### How to complete this task
Write down each entry again, exactly as it reads.

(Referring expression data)

##########

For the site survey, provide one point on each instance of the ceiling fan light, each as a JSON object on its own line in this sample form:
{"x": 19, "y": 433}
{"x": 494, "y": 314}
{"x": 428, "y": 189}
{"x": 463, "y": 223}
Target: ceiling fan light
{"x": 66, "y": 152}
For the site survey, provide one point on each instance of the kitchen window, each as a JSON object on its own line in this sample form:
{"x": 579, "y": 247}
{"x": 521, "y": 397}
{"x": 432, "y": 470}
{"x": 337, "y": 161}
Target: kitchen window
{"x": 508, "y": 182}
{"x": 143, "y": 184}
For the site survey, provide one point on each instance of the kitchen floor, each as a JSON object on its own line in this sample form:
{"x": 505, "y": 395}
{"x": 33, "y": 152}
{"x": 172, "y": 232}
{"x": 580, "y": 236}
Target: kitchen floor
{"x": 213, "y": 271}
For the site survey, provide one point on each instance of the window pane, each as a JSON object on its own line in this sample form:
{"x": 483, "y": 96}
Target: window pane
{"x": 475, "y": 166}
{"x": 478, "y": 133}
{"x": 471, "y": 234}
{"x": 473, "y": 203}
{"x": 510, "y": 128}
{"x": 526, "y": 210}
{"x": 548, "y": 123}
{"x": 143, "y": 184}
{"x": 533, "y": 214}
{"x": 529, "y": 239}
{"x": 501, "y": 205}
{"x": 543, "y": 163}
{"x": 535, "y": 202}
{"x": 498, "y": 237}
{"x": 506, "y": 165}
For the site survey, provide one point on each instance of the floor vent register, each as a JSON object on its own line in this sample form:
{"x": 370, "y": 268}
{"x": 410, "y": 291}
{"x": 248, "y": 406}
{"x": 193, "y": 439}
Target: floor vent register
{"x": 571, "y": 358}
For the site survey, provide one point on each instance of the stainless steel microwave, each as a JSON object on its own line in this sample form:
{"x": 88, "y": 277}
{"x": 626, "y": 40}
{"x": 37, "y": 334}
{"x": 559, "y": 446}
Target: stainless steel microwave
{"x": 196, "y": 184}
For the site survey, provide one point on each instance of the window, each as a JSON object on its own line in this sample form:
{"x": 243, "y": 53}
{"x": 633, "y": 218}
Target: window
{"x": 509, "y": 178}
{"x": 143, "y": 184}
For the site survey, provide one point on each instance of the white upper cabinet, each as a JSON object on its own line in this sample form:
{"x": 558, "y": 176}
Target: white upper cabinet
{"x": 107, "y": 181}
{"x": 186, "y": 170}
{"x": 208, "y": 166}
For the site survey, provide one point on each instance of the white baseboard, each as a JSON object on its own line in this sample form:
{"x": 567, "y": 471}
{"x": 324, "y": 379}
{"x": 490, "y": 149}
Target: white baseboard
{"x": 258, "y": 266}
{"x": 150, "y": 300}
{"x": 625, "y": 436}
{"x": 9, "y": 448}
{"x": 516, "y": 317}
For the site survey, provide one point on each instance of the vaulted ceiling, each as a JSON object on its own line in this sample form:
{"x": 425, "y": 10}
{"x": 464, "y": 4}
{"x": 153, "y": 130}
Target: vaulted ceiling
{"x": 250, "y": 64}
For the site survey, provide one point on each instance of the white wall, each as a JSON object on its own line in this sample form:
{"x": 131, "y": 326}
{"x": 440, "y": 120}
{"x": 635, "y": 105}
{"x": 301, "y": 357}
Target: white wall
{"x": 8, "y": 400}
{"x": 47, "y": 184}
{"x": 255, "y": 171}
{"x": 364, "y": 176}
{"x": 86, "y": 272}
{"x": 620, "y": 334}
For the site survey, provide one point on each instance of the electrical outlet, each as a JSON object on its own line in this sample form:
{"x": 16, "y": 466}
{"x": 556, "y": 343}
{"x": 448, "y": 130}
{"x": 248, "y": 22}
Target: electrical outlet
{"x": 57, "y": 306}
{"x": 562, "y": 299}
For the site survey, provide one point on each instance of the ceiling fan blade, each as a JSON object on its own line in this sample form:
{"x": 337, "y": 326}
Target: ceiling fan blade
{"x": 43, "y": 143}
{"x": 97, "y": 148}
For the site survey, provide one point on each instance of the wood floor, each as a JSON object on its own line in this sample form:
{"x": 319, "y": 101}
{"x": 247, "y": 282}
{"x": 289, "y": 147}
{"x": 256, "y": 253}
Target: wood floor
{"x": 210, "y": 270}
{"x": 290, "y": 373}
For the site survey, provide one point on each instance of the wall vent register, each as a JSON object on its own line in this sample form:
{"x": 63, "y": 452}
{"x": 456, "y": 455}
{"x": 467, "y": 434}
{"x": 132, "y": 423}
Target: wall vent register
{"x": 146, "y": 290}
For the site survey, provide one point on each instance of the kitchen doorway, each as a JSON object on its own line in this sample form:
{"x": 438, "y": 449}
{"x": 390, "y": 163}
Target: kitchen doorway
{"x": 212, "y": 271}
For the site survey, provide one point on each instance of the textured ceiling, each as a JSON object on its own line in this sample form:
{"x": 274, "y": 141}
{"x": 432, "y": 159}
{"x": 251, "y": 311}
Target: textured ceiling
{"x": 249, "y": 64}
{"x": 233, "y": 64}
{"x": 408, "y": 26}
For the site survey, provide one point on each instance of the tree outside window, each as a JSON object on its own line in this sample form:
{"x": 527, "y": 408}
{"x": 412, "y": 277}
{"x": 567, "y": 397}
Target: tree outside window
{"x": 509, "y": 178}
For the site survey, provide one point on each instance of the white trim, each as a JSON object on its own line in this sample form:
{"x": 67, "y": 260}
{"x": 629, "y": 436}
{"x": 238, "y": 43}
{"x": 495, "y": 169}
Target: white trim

##########

### Your solution
For the site survey, provide one point on each instance of the ceiling fan light, each as a JSON object on its own line in this sample form:
{"x": 19, "y": 433}
{"x": 494, "y": 314}
{"x": 428, "y": 189}
{"x": 463, "y": 223}
Target: ceiling fan light
{"x": 66, "y": 152}
For the site survey, provide one point on each instance of the kitchen window, each as a JSON object on its own line in this sample form:
{"x": 579, "y": 247}
{"x": 521, "y": 397}
{"x": 432, "y": 470}
{"x": 337, "y": 161}
Target: kitchen window
{"x": 508, "y": 182}
{"x": 143, "y": 184}
For the site survey, provide one point on each instance of the kitchen floor, each as a JSON object on its own line in this sample form:
{"x": 505, "y": 395}
{"x": 33, "y": 152}
{"x": 172, "y": 232}
{"x": 580, "y": 236}
Target: kitchen floor
{"x": 213, "y": 271}
For the site survey, provide one point on each instance of the window pane, each as a JSON object on its own line in this sample form:
{"x": 483, "y": 96}
Target: window pane
{"x": 475, "y": 166}
{"x": 478, "y": 133}
{"x": 471, "y": 234}
{"x": 473, "y": 203}
{"x": 510, "y": 128}
{"x": 526, "y": 210}
{"x": 548, "y": 123}
{"x": 143, "y": 184}
{"x": 533, "y": 214}
{"x": 529, "y": 239}
{"x": 501, "y": 205}
{"x": 543, "y": 163}
{"x": 535, "y": 202}
{"x": 498, "y": 237}
{"x": 506, "y": 165}
For the site survey, provide one point on each instance of the floor vent register, each as a JSON object on its own line in this sample form:
{"x": 370, "y": 268}
{"x": 410, "y": 291}
{"x": 248, "y": 406}
{"x": 193, "y": 439}
Target: floor vent register
{"x": 571, "y": 358}
For the site survey, provide one point on each instance of the stainless steel microwave, each as a JSON object on its own line in this sample form:
{"x": 88, "y": 277}
{"x": 626, "y": 40}
{"x": 37, "y": 334}
{"x": 559, "y": 446}
Target: stainless steel microwave
{"x": 196, "y": 184}
For the site survey, provide one point on each instance of the window, each as a JSON object on its own line in this sample form:
{"x": 243, "y": 53}
{"x": 633, "y": 218}
Target: window
{"x": 509, "y": 178}
{"x": 143, "y": 184}
For the site survey, provide one point on each instance of the white upper cabinet, each as a JSON object on its own line in this sample form:
{"x": 558, "y": 176}
Target: white upper cabinet
{"x": 107, "y": 181}
{"x": 186, "y": 170}
{"x": 208, "y": 166}
For the site survey, provide one point on each instance of the white baseboard, each as a JSON object on its own line in this sample form:
{"x": 567, "y": 471}
{"x": 324, "y": 379}
{"x": 490, "y": 149}
Target: white baseboard
{"x": 258, "y": 266}
{"x": 150, "y": 300}
{"x": 625, "y": 436}
{"x": 9, "y": 448}
{"x": 516, "y": 317}
For the site survey, provide one point on each instance of the vaulted ceiling, each as a JSON object on its own line in this sample form:
{"x": 425, "y": 10}
{"x": 464, "y": 4}
{"x": 153, "y": 130}
Target: vaulted ceiling
{"x": 250, "y": 64}
For the site survey, provide one point on each instance of the white wall, each as a JSON object on its own line in this sample form:
{"x": 131, "y": 326}
{"x": 440, "y": 120}
{"x": 635, "y": 105}
{"x": 301, "y": 357}
Target: white wall
{"x": 8, "y": 400}
{"x": 47, "y": 184}
{"x": 255, "y": 171}
{"x": 364, "y": 176}
{"x": 86, "y": 272}
{"x": 620, "y": 334}
For the site survey, provide one point on each instance of the electrical outlet, each as a JSON object on its own line in this sample form:
{"x": 16, "y": 466}
{"x": 556, "y": 343}
{"x": 448, "y": 130}
{"x": 248, "y": 22}
Target: electrical outlet
{"x": 57, "y": 306}
{"x": 562, "y": 299}
For the site survey, provide one point on each instance of the ceiling fan blade, each as a JSON object on its own line in this sample form:
{"x": 337, "y": 326}
Target: ceiling fan blade
{"x": 43, "y": 143}
{"x": 97, "y": 148}
For the site survey, provide one point on each instance of the wood floor, each as a JSON object on its own line in this sample form:
{"x": 319, "y": 101}
{"x": 247, "y": 282}
{"x": 289, "y": 147}
{"x": 256, "y": 253}
Target: wood floor
{"x": 210, "y": 270}
{"x": 290, "y": 373}
For the site survey, provide one point on each instance of the wall vent register, each as a JSON object on its own line in this sample form:
{"x": 63, "y": 452}
{"x": 456, "y": 455}
{"x": 467, "y": 434}
{"x": 132, "y": 423}
Target: wall vent register
{"x": 146, "y": 290}
For the site survey, provide one point on each instance of the kitchen doorway, each as a JSON object on its own line in this sample form:
{"x": 438, "y": 449}
{"x": 390, "y": 163}
Target: kitchen doorway
{"x": 212, "y": 271}
For the site survey, provide one point on each instance of the textured ceiling, each as a JSON object on its own line in this sample form:
{"x": 274, "y": 141}
{"x": 432, "y": 159}
{"x": 251, "y": 311}
Target: textured ceiling
{"x": 249, "y": 64}
{"x": 233, "y": 64}
{"x": 408, "y": 26}
For the site survey, provide one point on each instance of the tree outside window, each as a JSON object on its own line in this sample form:
{"x": 527, "y": 408}
{"x": 412, "y": 277}
{"x": 567, "y": 397}
Target: tree outside window
{"x": 509, "y": 178}
For the site survey, provide one point on each instance of the white trim, each as a JSON object on its own line in this sample form:
{"x": 67, "y": 260}
{"x": 629, "y": 436}
{"x": 238, "y": 43}
{"x": 495, "y": 169}
Target: white trim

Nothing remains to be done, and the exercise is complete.